Some records:
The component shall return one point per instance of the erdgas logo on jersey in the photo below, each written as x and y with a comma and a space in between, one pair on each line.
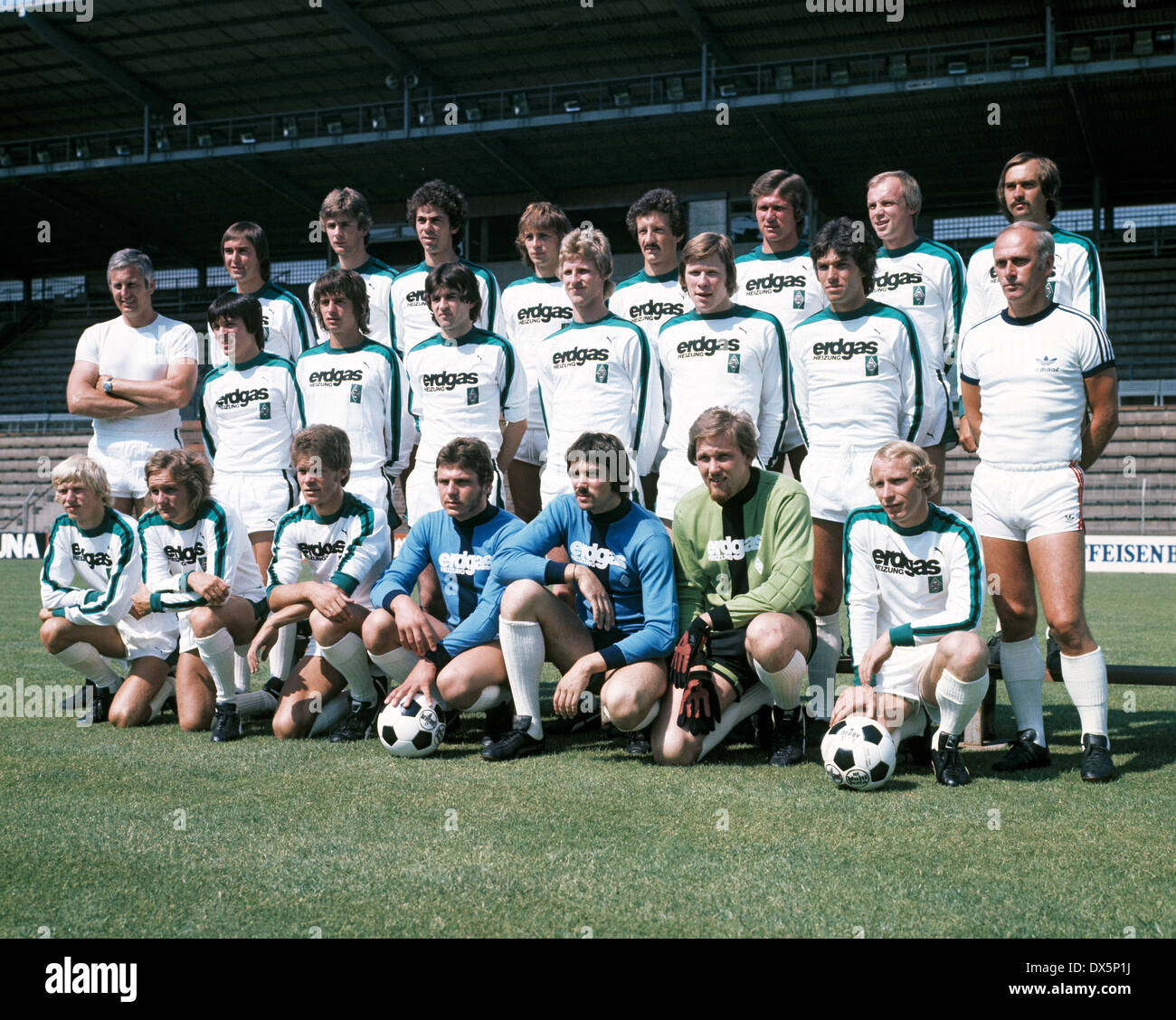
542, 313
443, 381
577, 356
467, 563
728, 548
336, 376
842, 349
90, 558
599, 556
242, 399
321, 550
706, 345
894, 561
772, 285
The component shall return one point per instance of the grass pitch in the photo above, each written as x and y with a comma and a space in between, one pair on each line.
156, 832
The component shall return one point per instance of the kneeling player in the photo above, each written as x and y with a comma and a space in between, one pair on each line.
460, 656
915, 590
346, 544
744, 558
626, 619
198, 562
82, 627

* * *

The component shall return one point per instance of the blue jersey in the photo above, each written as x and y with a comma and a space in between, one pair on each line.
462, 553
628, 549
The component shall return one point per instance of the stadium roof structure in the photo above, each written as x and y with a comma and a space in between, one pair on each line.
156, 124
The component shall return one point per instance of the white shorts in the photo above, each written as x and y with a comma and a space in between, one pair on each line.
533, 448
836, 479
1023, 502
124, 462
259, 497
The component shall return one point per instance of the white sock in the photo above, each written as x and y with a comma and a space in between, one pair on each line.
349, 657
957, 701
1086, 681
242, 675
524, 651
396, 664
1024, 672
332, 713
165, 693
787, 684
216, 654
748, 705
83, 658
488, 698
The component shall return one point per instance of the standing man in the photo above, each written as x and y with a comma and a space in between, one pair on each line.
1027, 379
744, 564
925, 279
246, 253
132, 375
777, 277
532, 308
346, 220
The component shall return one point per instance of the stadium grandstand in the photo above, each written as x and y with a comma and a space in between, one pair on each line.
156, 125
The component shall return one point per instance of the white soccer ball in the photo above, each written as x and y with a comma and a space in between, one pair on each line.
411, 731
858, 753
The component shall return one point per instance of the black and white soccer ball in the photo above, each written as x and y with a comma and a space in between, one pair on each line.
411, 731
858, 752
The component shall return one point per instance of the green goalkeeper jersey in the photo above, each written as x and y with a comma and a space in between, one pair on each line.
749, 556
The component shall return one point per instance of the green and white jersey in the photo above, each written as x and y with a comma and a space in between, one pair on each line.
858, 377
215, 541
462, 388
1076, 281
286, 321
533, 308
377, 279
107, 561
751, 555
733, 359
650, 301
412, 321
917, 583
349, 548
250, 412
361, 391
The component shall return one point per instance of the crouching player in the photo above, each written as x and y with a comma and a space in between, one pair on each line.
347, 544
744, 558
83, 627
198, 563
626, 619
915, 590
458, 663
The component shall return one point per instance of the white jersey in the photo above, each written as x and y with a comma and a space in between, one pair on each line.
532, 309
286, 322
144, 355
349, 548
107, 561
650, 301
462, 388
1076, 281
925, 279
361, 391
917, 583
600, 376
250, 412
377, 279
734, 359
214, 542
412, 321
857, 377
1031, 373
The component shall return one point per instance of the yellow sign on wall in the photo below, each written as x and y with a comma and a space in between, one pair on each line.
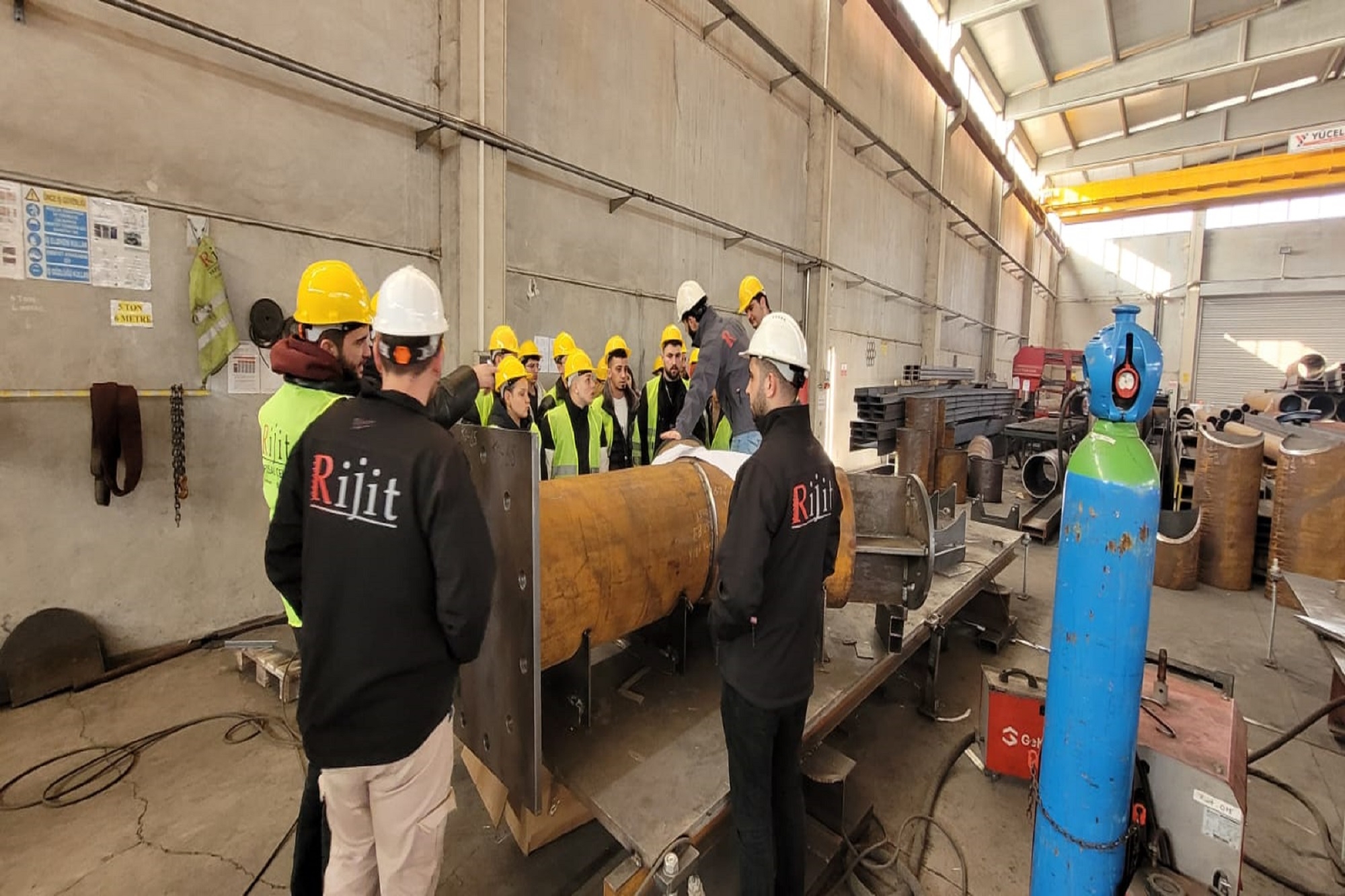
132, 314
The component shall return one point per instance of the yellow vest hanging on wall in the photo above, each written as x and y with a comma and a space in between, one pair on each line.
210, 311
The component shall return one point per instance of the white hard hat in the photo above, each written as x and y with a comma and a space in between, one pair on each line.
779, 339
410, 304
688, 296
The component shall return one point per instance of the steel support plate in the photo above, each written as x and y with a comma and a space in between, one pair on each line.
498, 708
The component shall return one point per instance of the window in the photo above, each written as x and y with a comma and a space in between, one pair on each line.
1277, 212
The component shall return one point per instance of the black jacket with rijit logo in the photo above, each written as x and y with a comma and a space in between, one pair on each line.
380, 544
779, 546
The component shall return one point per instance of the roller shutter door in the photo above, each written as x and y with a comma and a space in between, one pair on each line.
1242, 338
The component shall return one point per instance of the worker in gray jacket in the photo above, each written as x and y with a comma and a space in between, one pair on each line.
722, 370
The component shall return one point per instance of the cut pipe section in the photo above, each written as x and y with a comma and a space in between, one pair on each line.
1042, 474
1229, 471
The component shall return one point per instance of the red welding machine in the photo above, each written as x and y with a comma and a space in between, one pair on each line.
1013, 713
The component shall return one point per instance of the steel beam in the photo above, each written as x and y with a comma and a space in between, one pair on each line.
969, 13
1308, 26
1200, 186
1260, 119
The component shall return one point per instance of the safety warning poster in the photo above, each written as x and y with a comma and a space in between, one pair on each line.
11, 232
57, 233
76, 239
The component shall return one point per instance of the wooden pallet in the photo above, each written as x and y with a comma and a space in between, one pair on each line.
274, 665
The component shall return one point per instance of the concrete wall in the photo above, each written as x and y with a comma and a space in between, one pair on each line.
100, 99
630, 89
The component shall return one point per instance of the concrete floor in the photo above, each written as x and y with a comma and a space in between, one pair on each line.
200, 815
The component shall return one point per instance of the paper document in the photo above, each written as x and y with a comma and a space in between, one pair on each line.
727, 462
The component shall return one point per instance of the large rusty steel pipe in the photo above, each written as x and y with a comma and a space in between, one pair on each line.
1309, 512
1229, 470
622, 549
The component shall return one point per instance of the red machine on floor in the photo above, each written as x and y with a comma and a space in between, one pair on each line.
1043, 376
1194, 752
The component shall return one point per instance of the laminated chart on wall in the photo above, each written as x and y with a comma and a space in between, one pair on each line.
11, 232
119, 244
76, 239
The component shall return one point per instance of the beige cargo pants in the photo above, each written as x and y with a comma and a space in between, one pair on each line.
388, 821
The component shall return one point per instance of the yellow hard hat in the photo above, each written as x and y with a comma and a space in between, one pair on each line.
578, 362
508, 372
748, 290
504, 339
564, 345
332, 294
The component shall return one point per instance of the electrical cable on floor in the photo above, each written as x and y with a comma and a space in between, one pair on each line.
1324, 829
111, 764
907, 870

Exercise details
How many lines of the records above contain the string "pipe"? Give only the number.

Response
2